• **Your goal**
Rewrite the lines from the one holding "Where can the crop" through the one holding "point(572, 164)", inclusive, changing "poppy field" to "flower field" and leaving everything else in them as it is. Give only those lines.

══ Entries supplied ══

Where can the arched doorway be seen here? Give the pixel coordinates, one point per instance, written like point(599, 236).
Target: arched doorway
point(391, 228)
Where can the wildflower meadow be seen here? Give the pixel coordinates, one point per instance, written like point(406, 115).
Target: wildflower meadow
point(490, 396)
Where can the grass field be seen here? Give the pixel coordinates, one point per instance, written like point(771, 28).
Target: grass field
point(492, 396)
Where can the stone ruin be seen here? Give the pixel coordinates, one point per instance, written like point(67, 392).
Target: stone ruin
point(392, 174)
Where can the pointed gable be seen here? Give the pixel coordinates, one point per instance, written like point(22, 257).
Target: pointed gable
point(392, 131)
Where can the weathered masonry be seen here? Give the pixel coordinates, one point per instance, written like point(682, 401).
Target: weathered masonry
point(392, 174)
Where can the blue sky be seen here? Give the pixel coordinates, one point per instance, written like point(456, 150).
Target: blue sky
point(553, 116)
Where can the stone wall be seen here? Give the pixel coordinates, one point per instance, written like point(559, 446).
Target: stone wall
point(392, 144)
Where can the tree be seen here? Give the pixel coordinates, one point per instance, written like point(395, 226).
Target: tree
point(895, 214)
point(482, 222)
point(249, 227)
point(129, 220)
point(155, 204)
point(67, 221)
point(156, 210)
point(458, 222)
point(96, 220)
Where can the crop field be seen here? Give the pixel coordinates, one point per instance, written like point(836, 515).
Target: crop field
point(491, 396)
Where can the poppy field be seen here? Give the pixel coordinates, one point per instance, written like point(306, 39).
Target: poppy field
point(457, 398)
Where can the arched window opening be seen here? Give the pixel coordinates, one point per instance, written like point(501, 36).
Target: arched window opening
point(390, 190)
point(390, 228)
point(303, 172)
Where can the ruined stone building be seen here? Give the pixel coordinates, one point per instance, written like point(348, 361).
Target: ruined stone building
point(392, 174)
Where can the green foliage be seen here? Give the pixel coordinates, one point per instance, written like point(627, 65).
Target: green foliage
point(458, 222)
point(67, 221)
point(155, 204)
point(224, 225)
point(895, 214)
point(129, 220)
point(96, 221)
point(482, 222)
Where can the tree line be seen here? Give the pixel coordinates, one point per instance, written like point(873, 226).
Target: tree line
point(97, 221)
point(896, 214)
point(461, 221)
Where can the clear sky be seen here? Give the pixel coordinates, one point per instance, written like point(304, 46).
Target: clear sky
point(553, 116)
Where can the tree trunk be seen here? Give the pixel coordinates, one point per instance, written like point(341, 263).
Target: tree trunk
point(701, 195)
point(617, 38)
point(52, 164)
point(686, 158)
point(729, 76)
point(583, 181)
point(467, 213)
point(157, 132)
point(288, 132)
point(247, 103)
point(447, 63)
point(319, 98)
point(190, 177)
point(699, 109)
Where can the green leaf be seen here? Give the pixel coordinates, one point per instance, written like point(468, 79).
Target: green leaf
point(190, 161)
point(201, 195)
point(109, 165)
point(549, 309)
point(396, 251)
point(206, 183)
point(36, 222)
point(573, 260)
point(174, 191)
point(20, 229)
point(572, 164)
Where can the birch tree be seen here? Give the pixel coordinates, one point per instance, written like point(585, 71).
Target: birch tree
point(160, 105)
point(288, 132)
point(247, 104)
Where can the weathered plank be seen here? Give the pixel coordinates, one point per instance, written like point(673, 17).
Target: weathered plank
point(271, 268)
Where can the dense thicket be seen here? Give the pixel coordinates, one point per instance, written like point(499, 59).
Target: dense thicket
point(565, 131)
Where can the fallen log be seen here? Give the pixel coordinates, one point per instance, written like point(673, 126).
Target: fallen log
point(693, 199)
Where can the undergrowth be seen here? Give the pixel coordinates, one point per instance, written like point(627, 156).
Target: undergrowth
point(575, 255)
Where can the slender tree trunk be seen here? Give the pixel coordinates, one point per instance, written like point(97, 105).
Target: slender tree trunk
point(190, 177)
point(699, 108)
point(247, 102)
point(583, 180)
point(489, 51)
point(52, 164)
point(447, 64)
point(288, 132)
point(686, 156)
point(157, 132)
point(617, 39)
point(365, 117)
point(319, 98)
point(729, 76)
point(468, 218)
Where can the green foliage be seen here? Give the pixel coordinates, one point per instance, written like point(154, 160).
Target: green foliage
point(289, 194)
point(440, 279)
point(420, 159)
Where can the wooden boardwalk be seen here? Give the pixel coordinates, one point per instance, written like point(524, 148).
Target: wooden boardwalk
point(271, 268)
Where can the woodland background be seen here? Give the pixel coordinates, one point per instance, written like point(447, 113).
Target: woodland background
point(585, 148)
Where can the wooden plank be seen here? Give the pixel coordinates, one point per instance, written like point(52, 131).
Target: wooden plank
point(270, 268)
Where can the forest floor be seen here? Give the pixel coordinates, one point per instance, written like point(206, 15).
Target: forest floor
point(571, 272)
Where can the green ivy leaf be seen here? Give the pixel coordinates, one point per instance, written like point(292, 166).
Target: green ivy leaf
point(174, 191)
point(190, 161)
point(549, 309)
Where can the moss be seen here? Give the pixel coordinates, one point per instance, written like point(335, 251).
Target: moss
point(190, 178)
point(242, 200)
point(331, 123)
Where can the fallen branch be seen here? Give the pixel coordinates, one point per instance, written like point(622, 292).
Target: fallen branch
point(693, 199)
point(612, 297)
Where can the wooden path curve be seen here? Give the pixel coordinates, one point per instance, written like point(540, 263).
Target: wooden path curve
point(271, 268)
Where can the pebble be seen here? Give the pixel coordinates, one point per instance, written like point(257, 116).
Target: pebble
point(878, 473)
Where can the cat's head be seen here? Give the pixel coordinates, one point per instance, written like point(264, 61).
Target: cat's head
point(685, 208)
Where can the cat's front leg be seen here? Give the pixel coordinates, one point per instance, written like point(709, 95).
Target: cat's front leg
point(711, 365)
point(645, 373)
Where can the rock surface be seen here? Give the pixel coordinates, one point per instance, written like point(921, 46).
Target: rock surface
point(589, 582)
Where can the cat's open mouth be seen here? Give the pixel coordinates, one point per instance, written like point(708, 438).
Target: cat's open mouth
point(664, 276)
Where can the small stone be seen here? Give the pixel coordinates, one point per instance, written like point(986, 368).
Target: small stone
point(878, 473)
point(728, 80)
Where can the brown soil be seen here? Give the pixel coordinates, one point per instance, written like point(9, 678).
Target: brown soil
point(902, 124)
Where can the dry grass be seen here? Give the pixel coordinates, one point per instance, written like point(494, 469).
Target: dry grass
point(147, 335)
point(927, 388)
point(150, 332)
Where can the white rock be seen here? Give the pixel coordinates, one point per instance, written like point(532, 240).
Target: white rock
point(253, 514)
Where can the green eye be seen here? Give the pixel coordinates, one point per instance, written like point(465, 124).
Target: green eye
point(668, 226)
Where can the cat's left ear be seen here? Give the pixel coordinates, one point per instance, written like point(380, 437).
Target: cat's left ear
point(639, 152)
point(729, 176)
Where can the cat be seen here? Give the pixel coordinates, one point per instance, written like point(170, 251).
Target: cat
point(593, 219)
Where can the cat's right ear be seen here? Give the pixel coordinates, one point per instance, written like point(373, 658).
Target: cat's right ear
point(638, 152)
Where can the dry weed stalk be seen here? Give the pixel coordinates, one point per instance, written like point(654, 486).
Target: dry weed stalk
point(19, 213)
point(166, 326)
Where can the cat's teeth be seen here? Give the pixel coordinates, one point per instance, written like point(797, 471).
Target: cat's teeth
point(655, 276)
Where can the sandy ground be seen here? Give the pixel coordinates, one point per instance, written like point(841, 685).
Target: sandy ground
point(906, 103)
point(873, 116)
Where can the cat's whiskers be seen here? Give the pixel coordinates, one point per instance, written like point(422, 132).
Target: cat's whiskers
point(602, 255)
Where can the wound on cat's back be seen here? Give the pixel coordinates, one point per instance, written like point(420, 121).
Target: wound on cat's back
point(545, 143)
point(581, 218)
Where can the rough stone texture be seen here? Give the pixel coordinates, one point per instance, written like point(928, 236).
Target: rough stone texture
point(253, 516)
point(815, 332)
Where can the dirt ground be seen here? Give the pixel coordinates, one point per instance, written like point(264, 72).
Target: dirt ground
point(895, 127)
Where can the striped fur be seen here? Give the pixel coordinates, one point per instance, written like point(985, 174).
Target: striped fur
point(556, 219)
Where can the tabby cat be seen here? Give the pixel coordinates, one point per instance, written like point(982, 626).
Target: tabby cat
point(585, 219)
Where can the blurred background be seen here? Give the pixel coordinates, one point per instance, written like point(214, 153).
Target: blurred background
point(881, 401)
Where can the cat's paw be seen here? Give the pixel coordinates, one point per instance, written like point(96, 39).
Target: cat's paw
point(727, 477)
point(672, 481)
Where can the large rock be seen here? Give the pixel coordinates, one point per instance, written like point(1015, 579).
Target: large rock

═══

• **Output of the exercise**
Where can the crop field be seen here? Give the pixel coordinates, one point per instance, written like point(836, 515).
Target: crop field
point(491, 396)
Where can the flower field be seen here? Give the pixel coordinates, one point per instance, written like point(306, 39).
Target: flower field
point(457, 398)
Where can the arched window opening be seen here? Give the pixel coordinates, one point per instance, written like point(501, 36).
Target: arched window opening
point(390, 190)
point(390, 228)
point(303, 172)
Where can the ruined stone building be seen here? Give the pixel coordinates, one point per instance, written like point(348, 361).
Target: ruined stone building
point(392, 174)
Where can the green foliage be seen here? Give the pixel coordinates, one point per instance, written like point(627, 65).
Target: green foliage
point(458, 222)
point(67, 221)
point(155, 204)
point(224, 225)
point(895, 214)
point(129, 220)
point(96, 221)
point(482, 222)
Where can the tree line be seen here? Give the pixel coordinates, one point per instance, written like point(873, 226).
Target: tree line
point(97, 221)
point(896, 214)
point(461, 221)
Where can the clear sky be seen here? Give the pixel coordinates, one point per instance, written like point(304, 46).
Target: clear sky
point(553, 116)
Where can the tree trunk be seen here? Give the pixel coordinates, one point per instance, written like point(341, 263).
Target: tree trunk
point(701, 195)
point(617, 38)
point(52, 164)
point(686, 158)
point(729, 76)
point(583, 181)
point(467, 213)
point(157, 132)
point(288, 132)
point(247, 103)
point(447, 63)
point(319, 98)
point(190, 177)
point(699, 109)
Where can the green leaf be seen here? Give the pixel coordinates, one point per instance, written like point(468, 79).
Target: green leaf
point(190, 161)
point(201, 195)
point(109, 165)
point(549, 309)
point(396, 251)
point(206, 183)
point(36, 222)
point(573, 260)
point(174, 191)
point(20, 229)
point(572, 164)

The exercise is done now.